[Exercise data]
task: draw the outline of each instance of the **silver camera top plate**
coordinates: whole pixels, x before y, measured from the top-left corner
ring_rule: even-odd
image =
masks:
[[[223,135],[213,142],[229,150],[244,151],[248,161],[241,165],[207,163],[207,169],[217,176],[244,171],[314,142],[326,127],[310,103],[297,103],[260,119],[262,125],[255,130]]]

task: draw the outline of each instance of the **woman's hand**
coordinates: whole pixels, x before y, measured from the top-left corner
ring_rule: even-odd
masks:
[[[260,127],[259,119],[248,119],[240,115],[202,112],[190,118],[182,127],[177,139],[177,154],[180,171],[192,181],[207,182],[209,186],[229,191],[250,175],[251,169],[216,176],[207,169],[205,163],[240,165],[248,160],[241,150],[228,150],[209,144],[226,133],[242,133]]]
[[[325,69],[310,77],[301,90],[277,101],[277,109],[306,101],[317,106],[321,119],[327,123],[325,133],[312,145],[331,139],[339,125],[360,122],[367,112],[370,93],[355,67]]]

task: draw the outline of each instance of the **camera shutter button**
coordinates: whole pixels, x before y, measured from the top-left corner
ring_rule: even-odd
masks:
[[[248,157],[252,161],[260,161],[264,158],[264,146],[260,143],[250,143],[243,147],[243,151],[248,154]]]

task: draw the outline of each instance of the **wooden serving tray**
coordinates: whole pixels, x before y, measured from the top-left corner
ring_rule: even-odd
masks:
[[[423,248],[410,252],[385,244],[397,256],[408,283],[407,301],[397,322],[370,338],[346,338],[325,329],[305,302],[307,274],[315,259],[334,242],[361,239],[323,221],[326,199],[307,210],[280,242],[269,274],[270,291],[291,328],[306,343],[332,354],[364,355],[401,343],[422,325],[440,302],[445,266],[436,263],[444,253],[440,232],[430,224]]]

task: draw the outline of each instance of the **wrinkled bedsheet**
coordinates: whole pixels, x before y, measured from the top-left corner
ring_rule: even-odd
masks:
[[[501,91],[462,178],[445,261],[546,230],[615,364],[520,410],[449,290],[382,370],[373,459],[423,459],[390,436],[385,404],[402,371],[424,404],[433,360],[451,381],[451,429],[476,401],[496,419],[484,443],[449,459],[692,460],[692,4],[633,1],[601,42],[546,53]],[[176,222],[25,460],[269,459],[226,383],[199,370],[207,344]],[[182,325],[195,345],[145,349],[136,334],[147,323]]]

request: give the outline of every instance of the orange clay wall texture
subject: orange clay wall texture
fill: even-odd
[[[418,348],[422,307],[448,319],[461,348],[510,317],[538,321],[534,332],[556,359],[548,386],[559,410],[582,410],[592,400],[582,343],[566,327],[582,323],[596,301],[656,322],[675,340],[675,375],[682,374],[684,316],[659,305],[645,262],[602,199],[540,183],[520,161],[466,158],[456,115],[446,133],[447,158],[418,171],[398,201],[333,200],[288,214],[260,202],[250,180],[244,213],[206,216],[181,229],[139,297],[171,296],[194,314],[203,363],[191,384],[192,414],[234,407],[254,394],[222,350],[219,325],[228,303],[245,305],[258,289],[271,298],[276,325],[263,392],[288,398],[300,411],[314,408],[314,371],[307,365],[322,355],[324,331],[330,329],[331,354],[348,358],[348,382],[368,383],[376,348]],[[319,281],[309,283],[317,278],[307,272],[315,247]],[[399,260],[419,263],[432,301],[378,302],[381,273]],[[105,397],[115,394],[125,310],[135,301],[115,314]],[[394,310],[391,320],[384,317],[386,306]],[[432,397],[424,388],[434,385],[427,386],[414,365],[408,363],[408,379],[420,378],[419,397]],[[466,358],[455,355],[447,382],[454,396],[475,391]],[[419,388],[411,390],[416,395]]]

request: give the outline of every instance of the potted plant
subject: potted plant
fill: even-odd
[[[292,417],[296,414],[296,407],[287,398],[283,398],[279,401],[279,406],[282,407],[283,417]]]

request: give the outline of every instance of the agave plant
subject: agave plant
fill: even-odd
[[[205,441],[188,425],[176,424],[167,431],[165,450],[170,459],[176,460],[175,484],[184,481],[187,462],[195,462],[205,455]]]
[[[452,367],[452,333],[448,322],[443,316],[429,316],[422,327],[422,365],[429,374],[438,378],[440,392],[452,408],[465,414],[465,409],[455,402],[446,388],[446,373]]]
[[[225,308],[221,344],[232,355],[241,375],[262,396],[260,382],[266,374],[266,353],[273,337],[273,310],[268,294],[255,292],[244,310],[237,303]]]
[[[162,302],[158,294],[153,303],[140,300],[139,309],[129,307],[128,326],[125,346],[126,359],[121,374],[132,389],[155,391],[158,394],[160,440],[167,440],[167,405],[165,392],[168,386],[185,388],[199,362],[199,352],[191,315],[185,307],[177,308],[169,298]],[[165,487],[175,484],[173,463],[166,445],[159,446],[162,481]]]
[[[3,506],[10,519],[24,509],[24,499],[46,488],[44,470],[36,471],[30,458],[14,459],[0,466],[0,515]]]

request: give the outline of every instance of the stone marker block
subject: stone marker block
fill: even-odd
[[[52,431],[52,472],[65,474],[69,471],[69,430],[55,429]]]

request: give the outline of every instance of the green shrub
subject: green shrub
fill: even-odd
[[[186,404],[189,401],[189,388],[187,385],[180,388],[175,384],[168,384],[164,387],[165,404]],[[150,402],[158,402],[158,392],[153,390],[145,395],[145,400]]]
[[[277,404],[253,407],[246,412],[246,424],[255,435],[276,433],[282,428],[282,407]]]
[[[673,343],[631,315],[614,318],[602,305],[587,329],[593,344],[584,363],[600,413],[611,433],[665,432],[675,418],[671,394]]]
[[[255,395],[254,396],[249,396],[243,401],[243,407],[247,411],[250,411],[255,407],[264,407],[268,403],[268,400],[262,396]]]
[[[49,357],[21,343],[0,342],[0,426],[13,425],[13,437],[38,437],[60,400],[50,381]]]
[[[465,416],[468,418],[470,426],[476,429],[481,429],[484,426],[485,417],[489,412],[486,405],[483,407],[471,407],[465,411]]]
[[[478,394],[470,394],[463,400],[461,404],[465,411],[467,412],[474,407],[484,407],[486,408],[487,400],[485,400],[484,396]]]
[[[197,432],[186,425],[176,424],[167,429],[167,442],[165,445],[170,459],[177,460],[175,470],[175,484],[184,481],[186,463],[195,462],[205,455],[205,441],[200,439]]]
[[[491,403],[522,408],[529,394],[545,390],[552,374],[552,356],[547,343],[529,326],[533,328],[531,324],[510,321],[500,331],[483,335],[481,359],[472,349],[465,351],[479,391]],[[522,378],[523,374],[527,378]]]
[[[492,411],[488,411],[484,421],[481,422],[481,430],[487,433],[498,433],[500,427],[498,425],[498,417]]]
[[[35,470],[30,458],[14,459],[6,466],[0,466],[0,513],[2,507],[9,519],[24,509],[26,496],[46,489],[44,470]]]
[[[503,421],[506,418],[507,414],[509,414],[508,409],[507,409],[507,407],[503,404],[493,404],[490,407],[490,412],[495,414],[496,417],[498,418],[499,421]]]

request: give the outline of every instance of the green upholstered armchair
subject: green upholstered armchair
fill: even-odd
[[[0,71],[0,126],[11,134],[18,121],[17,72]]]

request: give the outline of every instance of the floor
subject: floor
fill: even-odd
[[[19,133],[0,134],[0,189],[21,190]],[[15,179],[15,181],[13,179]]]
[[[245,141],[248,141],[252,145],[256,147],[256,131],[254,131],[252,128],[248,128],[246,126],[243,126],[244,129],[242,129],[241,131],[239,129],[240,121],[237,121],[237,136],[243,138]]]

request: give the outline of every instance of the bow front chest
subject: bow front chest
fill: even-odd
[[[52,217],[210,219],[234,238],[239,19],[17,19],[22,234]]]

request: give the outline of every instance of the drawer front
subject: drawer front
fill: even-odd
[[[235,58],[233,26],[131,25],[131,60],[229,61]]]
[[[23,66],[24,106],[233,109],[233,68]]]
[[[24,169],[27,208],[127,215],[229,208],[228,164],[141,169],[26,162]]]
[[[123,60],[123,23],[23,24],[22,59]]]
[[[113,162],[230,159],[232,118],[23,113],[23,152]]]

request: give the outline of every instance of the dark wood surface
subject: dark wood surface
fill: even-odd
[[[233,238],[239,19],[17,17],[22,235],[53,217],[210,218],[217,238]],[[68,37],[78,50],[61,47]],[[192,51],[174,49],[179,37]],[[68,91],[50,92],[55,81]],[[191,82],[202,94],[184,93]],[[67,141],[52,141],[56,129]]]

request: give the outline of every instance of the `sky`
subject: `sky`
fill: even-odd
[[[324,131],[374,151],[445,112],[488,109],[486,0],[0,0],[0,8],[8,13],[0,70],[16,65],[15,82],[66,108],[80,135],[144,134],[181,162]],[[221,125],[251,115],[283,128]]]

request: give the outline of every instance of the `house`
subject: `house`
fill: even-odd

[Stated problem]
Rewrite the entries above from the line with "request: give the outline of every instance of the drawer" to the line with "[[[123,60],[123,23],[23,24],[22,59]]]", both included and requests kept, multiplying every outline coordinate by 2.25 and rounding to whole numbers, halves up. Return only those lines.

[Correct result]
request: give the outline of every instance of the drawer front
subject: drawer front
fill: even-odd
[[[529,131],[524,59],[295,56],[295,135],[515,137]]]
[[[52,149],[54,239],[524,245],[524,153]]]
[[[54,380],[61,468],[286,484],[515,468],[513,369],[317,380],[59,365]]]
[[[277,135],[277,52],[52,54],[50,133]]]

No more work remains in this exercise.